═════ Excerpted data
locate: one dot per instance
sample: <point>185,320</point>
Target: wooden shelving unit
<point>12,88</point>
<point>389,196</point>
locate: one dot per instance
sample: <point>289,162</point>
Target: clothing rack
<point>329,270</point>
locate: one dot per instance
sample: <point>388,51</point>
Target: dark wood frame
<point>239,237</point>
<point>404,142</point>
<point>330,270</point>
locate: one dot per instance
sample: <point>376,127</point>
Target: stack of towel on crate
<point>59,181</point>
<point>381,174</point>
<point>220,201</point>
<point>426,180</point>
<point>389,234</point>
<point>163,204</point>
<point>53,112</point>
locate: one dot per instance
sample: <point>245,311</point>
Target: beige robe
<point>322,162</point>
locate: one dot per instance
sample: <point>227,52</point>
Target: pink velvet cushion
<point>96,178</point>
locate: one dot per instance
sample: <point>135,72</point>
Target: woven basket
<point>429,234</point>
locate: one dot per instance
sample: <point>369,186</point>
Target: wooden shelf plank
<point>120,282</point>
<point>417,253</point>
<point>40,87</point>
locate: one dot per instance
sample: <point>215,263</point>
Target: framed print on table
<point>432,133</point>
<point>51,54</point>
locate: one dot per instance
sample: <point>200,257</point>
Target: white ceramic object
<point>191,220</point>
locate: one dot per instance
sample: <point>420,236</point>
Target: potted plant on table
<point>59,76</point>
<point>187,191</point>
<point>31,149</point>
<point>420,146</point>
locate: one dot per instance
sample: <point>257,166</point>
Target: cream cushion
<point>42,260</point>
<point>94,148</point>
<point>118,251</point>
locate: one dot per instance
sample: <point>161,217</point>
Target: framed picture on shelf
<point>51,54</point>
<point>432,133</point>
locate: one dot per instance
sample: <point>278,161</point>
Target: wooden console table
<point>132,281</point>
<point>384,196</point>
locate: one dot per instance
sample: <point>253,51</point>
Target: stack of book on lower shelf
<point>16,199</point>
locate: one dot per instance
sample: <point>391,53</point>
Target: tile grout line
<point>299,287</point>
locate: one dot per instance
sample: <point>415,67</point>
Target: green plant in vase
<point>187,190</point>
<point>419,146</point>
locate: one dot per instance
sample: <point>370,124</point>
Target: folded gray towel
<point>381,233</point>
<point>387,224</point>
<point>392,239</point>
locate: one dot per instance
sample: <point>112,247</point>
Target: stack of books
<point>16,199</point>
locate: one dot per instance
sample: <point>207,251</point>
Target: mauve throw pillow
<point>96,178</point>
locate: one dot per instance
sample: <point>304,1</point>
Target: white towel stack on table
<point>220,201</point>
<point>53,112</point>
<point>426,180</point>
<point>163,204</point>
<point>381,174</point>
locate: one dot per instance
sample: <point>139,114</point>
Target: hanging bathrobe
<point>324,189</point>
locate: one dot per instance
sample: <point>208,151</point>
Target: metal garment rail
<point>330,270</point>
══════════
→ **What this task involves**: Write out the records once more, precisely as they stand.

→ **Answer for the task**:
locate: one dot per instance
sample: <point>185,320</point>
Target: wooden shelving unit
<point>12,88</point>
<point>389,196</point>
locate: one dot per instance
sample: <point>289,162</point>
Target: clothing rack
<point>329,270</point>
locate: one dot per instance
sample: <point>388,51</point>
Target: dark wood frame
<point>239,237</point>
<point>404,142</point>
<point>330,270</point>
locate: one dot per instance
sample: <point>376,127</point>
Target: stack of towel on crate
<point>59,181</point>
<point>381,174</point>
<point>220,201</point>
<point>426,180</point>
<point>389,234</point>
<point>163,204</point>
<point>53,112</point>
locate: one dot per instance
sample: <point>245,311</point>
Target: beige robe
<point>322,162</point>
locate: one dot per instance
sample: <point>227,52</point>
Target: pink velvet cushion
<point>96,178</point>
locate: one dot per instance
sample: <point>135,72</point>
Target: woven basket
<point>429,234</point>
locate: one dot per instance
sample: <point>369,186</point>
Target: wooden shelf plank
<point>120,282</point>
<point>417,253</point>
<point>40,87</point>
locate: one dot per instance
sample: <point>215,263</point>
Target: framed print on table
<point>432,133</point>
<point>51,54</point>
locate: one dot per instance
sample: <point>200,257</point>
Target: white ceramic object
<point>191,220</point>
locate: one dot per instance
sample: <point>420,236</point>
Target: potted plant on table
<point>59,76</point>
<point>187,191</point>
<point>31,149</point>
<point>420,146</point>
locate: one dot per instance
sample: <point>257,166</point>
Target: cream cushion
<point>42,260</point>
<point>94,148</point>
<point>118,251</point>
locate: one dot per instance
sample: <point>161,217</point>
Target: framed picture on shelf
<point>51,54</point>
<point>432,133</point>
locate: one dot per instance
sample: <point>278,161</point>
Target: wooden console table
<point>132,281</point>
<point>384,196</point>
locate: one dot per instance
sample: <point>253,51</point>
Target: stack of book on lower shelf
<point>16,199</point>
locate: one dot per instance
sample: <point>391,53</point>
Target: tile grout line
<point>299,287</point>
locate: one dot per instance
sample: <point>415,67</point>
Target: green plant in vase
<point>187,190</point>
<point>419,146</point>
locate: one dot per instance
sample: <point>370,124</point>
Target: folded gray towel
<point>381,233</point>
<point>387,224</point>
<point>392,239</point>
locate: one dot per instance
sample: <point>112,247</point>
Target: stack of books
<point>16,199</point>
locate: one dot per instance
sample: <point>207,251</point>
Target: mauve throw pillow
<point>96,178</point>
locate: one dot per instance
sample: <point>304,1</point>
Target: white towel stack on table
<point>220,201</point>
<point>53,112</point>
<point>426,180</point>
<point>163,204</point>
<point>381,174</point>
locate: one dot per instance
sample: <point>139,114</point>
Target: hanging bathrobe
<point>324,189</point>
locate: one dot per instance
sample: <point>208,151</point>
Target: metal garment rail
<point>330,270</point>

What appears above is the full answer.